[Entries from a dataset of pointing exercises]
* * * * * * * * *
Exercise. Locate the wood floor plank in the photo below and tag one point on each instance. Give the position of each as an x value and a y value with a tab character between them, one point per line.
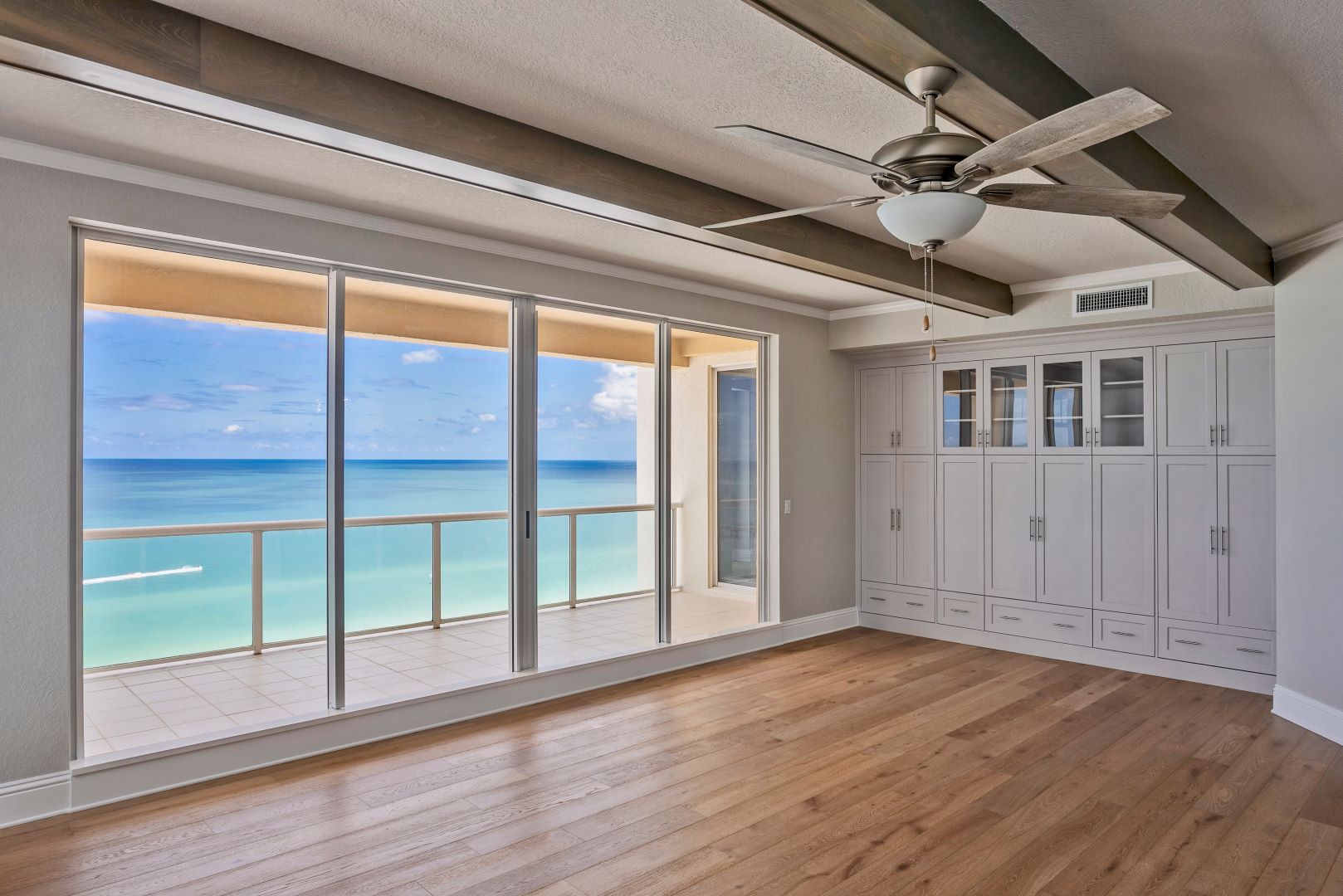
854	763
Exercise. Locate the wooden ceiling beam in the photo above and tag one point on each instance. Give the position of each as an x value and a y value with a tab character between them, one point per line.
1006	84
163	56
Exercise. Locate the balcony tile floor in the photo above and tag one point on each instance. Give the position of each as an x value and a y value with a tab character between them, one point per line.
141	707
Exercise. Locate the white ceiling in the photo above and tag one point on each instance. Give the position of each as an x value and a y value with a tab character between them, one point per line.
1256	90
643	78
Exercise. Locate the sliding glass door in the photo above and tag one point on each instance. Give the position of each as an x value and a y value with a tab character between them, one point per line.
515	483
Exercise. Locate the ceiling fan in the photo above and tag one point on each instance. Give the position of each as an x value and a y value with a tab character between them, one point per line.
930	173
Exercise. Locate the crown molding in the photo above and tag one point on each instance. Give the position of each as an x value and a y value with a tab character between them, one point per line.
1319	238
1103	277
884	308
152	178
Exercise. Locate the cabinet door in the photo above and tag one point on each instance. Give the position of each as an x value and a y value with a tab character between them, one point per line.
1245	553
915	416
1008	527
960	416
1186	538
1008	397
960	523
1121	402
915	488
877	411
1064	529
1245	397
1125	533
1062	383
877	486
1186	399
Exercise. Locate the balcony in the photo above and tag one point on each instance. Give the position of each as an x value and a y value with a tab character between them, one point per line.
161	699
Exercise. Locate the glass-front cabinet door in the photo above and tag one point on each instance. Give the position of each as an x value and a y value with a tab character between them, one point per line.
1121	421
1062	383
960	407
1008	394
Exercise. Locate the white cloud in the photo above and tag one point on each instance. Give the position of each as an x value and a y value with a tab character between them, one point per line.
619	395
422	356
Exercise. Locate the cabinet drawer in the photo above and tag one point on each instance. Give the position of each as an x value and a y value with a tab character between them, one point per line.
1230	648
1048	622
1125	631
965	610
910	603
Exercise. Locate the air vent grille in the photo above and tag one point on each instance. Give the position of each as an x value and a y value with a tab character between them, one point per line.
1107	299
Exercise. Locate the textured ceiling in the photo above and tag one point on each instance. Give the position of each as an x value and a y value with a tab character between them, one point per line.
650	80
1256	90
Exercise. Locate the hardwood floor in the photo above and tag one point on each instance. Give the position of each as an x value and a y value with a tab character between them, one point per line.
862	762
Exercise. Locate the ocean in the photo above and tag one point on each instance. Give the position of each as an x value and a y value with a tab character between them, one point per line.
154	598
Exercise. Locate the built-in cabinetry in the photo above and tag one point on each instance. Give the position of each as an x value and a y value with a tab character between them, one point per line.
1116	499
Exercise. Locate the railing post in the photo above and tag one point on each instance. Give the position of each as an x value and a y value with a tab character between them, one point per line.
436	572
258	631
574	561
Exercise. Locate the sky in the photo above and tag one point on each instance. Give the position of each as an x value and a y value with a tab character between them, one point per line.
160	387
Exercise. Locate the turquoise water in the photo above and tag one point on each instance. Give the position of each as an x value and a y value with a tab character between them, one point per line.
202	598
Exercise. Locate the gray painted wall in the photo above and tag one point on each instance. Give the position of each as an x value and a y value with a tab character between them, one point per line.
814	388
1310	483
1174	297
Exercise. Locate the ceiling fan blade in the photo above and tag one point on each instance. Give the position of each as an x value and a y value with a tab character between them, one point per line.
1067	132
852	202
804	149
1082	201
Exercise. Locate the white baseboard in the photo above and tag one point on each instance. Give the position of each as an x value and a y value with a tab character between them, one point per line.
95	783
1312	715
1236	679
34	798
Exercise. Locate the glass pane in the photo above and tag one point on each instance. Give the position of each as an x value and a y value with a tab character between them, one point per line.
426	472
1121	383
735	455
1008	406
204	401
1062	390
960	412
715	429
595	451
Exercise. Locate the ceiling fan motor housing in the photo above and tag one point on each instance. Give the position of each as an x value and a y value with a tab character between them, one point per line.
924	158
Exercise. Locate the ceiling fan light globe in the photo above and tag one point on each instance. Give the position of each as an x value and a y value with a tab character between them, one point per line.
931	217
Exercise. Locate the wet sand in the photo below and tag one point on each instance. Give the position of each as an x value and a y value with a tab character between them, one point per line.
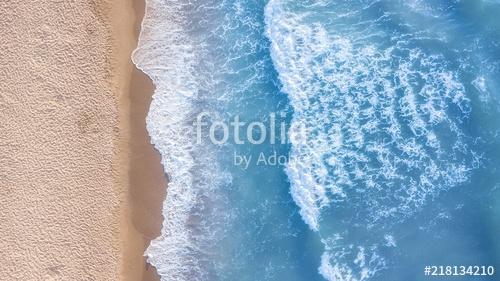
* * * * * * * * *
◆ **BRIEF**
Count the lines in the listing above that contain the string "balcony", treating uppercase and lowercase as different, and reply with only the number.

◆ **ANSWER BELOW**
2